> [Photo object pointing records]
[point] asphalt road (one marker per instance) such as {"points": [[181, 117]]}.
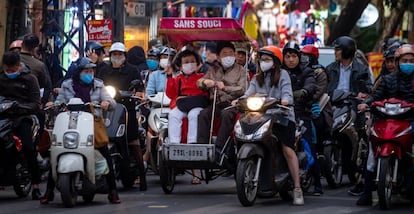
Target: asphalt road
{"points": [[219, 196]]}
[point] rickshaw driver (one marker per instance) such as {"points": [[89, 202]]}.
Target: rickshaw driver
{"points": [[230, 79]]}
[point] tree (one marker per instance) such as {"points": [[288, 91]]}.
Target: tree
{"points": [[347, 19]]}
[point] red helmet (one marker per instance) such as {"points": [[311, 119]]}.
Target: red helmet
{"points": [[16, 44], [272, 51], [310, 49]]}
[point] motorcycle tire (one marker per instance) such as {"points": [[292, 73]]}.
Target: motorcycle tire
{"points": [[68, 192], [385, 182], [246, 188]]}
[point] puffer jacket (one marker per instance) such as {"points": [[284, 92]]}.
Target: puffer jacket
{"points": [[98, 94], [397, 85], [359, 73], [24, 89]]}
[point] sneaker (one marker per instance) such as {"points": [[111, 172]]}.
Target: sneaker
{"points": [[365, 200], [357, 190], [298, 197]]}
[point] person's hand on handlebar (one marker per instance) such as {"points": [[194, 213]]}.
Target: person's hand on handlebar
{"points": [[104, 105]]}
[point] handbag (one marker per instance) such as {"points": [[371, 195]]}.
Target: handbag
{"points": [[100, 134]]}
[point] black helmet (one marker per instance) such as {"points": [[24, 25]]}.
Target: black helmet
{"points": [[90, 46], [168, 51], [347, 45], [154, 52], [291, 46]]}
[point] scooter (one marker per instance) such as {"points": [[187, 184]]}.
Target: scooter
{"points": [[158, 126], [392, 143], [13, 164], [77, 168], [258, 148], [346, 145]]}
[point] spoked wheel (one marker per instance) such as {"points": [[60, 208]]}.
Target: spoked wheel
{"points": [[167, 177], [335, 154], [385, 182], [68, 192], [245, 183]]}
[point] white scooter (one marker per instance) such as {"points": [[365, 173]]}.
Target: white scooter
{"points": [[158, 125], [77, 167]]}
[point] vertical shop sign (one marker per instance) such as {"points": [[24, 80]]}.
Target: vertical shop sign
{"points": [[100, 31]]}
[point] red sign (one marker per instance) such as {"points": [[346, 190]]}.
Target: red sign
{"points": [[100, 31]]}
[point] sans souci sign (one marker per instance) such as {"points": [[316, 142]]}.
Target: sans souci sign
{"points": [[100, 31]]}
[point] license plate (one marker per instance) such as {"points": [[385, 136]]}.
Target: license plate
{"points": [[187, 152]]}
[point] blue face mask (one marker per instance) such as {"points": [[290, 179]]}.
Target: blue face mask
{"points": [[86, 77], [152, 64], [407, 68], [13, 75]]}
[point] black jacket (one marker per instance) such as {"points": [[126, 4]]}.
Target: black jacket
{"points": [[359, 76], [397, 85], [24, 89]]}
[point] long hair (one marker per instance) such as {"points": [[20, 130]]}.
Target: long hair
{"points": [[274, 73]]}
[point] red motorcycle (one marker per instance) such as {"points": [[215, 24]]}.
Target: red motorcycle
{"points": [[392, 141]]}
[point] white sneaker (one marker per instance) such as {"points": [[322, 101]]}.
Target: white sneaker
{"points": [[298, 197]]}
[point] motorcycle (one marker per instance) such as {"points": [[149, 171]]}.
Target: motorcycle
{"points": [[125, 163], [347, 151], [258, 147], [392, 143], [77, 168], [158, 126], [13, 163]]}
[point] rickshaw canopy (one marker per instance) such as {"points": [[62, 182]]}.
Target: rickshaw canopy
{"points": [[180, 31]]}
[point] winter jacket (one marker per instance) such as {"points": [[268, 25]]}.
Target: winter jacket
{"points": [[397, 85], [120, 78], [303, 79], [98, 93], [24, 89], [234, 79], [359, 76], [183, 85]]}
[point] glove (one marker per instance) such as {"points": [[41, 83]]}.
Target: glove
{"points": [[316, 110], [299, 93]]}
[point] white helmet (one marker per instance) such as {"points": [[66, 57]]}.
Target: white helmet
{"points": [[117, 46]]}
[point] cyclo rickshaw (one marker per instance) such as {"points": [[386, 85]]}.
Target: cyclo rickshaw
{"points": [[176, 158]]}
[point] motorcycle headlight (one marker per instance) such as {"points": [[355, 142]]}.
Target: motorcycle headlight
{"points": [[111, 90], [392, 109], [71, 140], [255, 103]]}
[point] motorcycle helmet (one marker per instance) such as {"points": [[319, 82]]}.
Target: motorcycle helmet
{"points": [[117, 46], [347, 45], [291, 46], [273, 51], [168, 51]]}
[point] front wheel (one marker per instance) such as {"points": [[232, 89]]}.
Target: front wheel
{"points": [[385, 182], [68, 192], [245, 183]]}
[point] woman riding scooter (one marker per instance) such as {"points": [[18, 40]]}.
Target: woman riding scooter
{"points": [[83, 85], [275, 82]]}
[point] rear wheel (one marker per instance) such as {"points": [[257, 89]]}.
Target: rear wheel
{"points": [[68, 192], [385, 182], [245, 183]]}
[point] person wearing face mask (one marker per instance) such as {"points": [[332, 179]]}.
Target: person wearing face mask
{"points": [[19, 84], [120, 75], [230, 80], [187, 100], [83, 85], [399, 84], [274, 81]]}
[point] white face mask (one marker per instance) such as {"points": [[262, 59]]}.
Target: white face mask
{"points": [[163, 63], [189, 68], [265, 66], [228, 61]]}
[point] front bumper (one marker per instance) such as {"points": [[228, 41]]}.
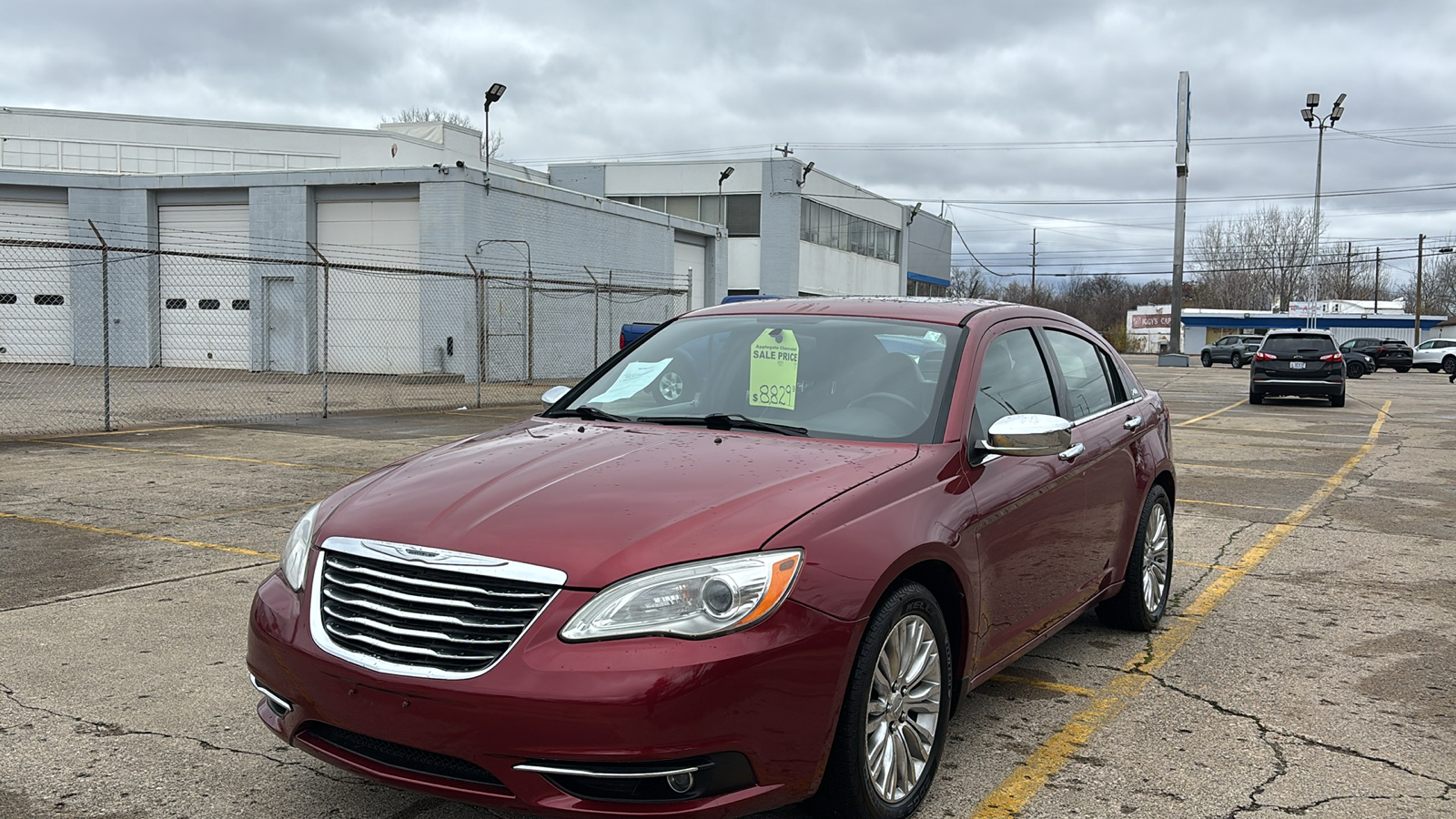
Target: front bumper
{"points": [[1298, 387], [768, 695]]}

> [To be done] Print out every entry above without changing a word, and leave out the pictures.

> [The output]
[point] asphalt road (one marker per instance) such as {"points": [[181, 117]]}.
Target: asphalt road
{"points": [[219, 196]]}
[point] rickshaw driver (one marker per instance) such as {"points": [[89, 202]]}.
Target: rickshaw driver
{"points": [[230, 79]]}
[point] tree (one marker per instance) such as {"points": [[288, 91]]}.
Target: tree
{"points": [[347, 19]]}
[point] red helmet (one marker per instance) such as {"points": [[311, 119]]}.
Target: red helmet
{"points": [[16, 44], [272, 51], [310, 49]]}
[point] motorcycle tire (one marker per instance) such as {"points": [[292, 73]]}.
Target: motorcycle tire
{"points": [[68, 192], [385, 182], [246, 188]]}
[point] puffer jacket (one marker per instance) such as {"points": [[284, 92]]}.
Target: puffer jacket
{"points": [[98, 94], [397, 85], [359, 73], [24, 89]]}
[point] sneaker (one marker per instance) such as {"points": [[111, 172]]}.
Target: sneaker
{"points": [[365, 200], [357, 190], [298, 197]]}
[point] person's hand on handlebar (one marker per instance) such as {"points": [[194, 213]]}.
Target: person's hand on handlebar
{"points": [[104, 105]]}
[point] handbag (one marker per instance) such as {"points": [[371, 195]]}.
Target: handbag
{"points": [[100, 134]]}
[point] black helmet (one marker per instance) such as {"points": [[24, 25]]}.
Target: black helmet
{"points": [[90, 46], [168, 51], [347, 45], [154, 52], [291, 46]]}
[point] scooter (one marker per instance) such as {"points": [[187, 184]]}.
Target: scooter
{"points": [[158, 126], [392, 143], [13, 164], [77, 168], [258, 148], [346, 145]]}
[point] spoked wheel (one marker per instance) such as {"points": [[60, 208]]}.
Target: spoked wheel
{"points": [[167, 177], [335, 154], [385, 182], [68, 192], [245, 183]]}
[point] white scooter (one marker per instance) such as {"points": [[365, 173]]}.
Target: white scooter
{"points": [[158, 125], [77, 167]]}
[point] vertical shop sign (one marker per instance) such as {"points": [[24, 80]]}.
Target: vertical shop sign
{"points": [[100, 31]]}
[point] red sign (one marker per instance) such as {"points": [[346, 190]]}.
Target: red sign
{"points": [[100, 31]]}
[point] sans souci sign (one marker per instance) such as {"points": [[316, 142]]}.
Target: sans souci sign
{"points": [[100, 31]]}
[point] license plate (one marker per instance) such as {"points": [[385, 136]]}.
Target: license plate
{"points": [[187, 152]]}
[point] blue face mask (one marker per instance) such as {"points": [[290, 179]]}.
Target: blue face mask
{"points": [[86, 77], [152, 64], [407, 68], [13, 75]]}
[point] black jacket (one marker per instance) such as {"points": [[126, 4]]}.
Target: black jacket
{"points": [[359, 76], [397, 85], [24, 89]]}
[point] long hair (one marker per instance) such as {"points": [[20, 130]]}.
Target: long hair
{"points": [[274, 73]]}
[point] red motorcycle (one marker per instance) such as {"points": [[215, 24]]}.
Target: red motorcycle
{"points": [[392, 141]]}
[point] white sneaker (one marker per instance) such as {"points": [[322, 101]]}.
Target: white sneaker
{"points": [[298, 197]]}
[point] motorcycle (one marker per instance) such as {"points": [[149, 171]]}.
Target: motorcycle
{"points": [[125, 163], [347, 151], [258, 147], [392, 143], [77, 168], [158, 126], [13, 163]]}
[point] rickshaw canopy (one marker per instance) such as {"points": [[62, 182]]}.
Target: rickshaw canopy
{"points": [[180, 31]]}
[point] winter jacket (one marker per instance) such as {"points": [[268, 25]]}.
Target: winter jacket
{"points": [[397, 85], [120, 78], [303, 79], [98, 93], [24, 89], [234, 79], [359, 76], [183, 85]]}
[point] glove (one marker per instance) such as {"points": [[41, 83]]}.
Target: glove
{"points": [[316, 110], [299, 93]]}
[point] white helmet (one marker per instance) such as {"points": [[66, 57]]}.
Target: white helmet
{"points": [[117, 46]]}
[point] cyclo rickshaw (one marker per instance) such as {"points": [[386, 85]]}.
Target: cyclo rickshaw
{"points": [[176, 158]]}
[point] motorcycle headlight (one marker per instance) such as {"points": [[355, 142]]}.
Target: motorcycle headlight
{"points": [[111, 90], [392, 109], [71, 140], [255, 103]]}
[point] motorcycle helmet (one marker per instance) such as {"points": [[319, 82]]}.
Target: motorcycle helmet
{"points": [[117, 46], [347, 45], [291, 46], [273, 51], [168, 51]]}
[point] front wheel (one marker per instance) such as {"points": [[232, 89]]}.
Target: front wheel
{"points": [[385, 182], [68, 192], [245, 183]]}
[point] woman riding scooter (one marker per instance) such as {"points": [[18, 40]]}.
Target: woman riding scooter
{"points": [[83, 85], [275, 82]]}
[point] rear wheel (one marker per instance) such as {"points": [[257, 89]]}.
Target: rear wheel
{"points": [[68, 192], [385, 182], [245, 183]]}
[point] person wearing face mask (one marker per instance) such as {"points": [[332, 179]]}.
Target: person wearing face mask
{"points": [[19, 84], [120, 75], [230, 80], [187, 100], [83, 85], [399, 84], [274, 81]]}
[point] white face mask (one marker per instance) such as {"points": [[262, 59]]}.
Target: white face mask
{"points": [[163, 63], [189, 68], [265, 66], [228, 61]]}
[point] front bumper (one marker per instance) such as {"points": [[228, 41]]}.
Target: front bumper
{"points": [[1298, 387], [768, 695]]}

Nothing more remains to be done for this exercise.